Aug 3 (Reuters) - UK's FTSE 100 fell over 1% for the second straight session on Thursday, as downbeat earnings and ex-dividend trades weighed, while investors awaited the Bank of England's verdict on monetary policy tightening later in the day.

The blue-chip FTSE 100 fell 1.5%, hovering near a two-week low hit on Wednesday, while the more domestically-focussed FTSE 250 midcap index lost 0.6%.

London Stock Exchange Group lost 3.1% after the exchange's first-half profit before tax fell 17.6%.

Mondi slumped 3.9% after the paper and packaging firm reported a 28% drop in half-yearly underlying core profit.

The BoE is expected to raise interest rates to a 15-year high of 5.25% from 5%, though there is a risk of a repeat of June's surprise half-point increase as inflation remains the highest of the world's major economies.

Saved entries:
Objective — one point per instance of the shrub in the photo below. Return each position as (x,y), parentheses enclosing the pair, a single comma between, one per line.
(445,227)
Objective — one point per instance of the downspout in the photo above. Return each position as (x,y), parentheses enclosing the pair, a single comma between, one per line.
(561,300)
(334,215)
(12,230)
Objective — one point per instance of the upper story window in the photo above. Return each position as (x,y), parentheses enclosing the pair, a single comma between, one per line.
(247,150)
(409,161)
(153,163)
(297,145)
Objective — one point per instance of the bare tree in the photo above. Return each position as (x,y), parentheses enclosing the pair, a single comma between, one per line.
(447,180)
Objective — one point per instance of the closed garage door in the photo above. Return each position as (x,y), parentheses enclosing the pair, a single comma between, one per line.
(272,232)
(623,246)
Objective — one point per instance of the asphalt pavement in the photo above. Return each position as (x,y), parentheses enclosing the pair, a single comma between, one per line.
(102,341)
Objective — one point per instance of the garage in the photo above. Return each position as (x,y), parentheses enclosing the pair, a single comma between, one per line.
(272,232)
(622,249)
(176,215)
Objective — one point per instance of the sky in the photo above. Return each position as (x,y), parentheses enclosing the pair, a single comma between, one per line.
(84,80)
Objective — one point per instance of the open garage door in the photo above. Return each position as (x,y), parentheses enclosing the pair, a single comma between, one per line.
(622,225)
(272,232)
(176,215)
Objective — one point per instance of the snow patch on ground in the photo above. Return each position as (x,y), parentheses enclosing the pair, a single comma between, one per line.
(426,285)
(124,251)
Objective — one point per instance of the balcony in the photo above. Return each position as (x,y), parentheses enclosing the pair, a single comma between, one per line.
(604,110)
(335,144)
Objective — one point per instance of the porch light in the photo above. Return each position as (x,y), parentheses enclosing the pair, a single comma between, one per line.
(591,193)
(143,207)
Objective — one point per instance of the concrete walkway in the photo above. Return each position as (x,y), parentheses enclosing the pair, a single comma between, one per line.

**Task instructions**
1. In the FTSE market report:
(a) How much did the FTSE 250 midcap index lose?
(b) By what percentage did London Stock Exchange Group's first-half profit before tax fall?
(c) To what interest rate is the BoE expected to raise rates?
2. Can you reproduce the FTSE market report from "Mondi slumped 3.9% after" up to and including "world's major economies."?
3. Could you resume the FTSE market report after its final sentence?

**Results by task**
1.
(a) 0.6%
(b) 17.6%
(c) 5.25%

2.
Mondi slumped 3.9% after the paper and packaging firm reported a 28% drop in half-yearly underlying core profit.

The BoE is expected to raise interest rates to a 15-year high of 5.25% from 5%, though there is a risk of a repeat of June's surprise half-point increase as inflation remains the highest of the world's major economies.

3.
"For the first time in a long time, we're unsure what to expect at this next meeting," said Joseph Calnan, corporate FX dealing manager at Moneycorp.

"We could see a 50 bps hike, a 25 bps hike, or even no change at all given CPI finally eased off in June after a stubborn 11 months."

Investors are also eyeing July services Purchasing Managers' Index (PMI) data due later in the day.

Further weighing on the FTSE 100 were telecom firm BT Group and consumer staples major Unilever, which fell 5.5% and 1.8%, respectively, as their shares traded ex-dividend.

A majority of the FTSE 350 indexes were trading lower, with the pharmaceuticals and biotech index down close to 2% and leading declines.

Wizz Air lost 5.8% after the budget carrier warned of a slower capacity growth rate.

Rolls-Royce Holdings fell 1.7% after the Aero-engineer's CEO said the early stages of his transformation programme were delivering strong improvements but it would not keep delivering at that rate.

Bucking the trend, Helios Towers jumped 6.9% after the communications infrastructure firm tightened its full-year 2023 guidance to the upper end of its forecast range.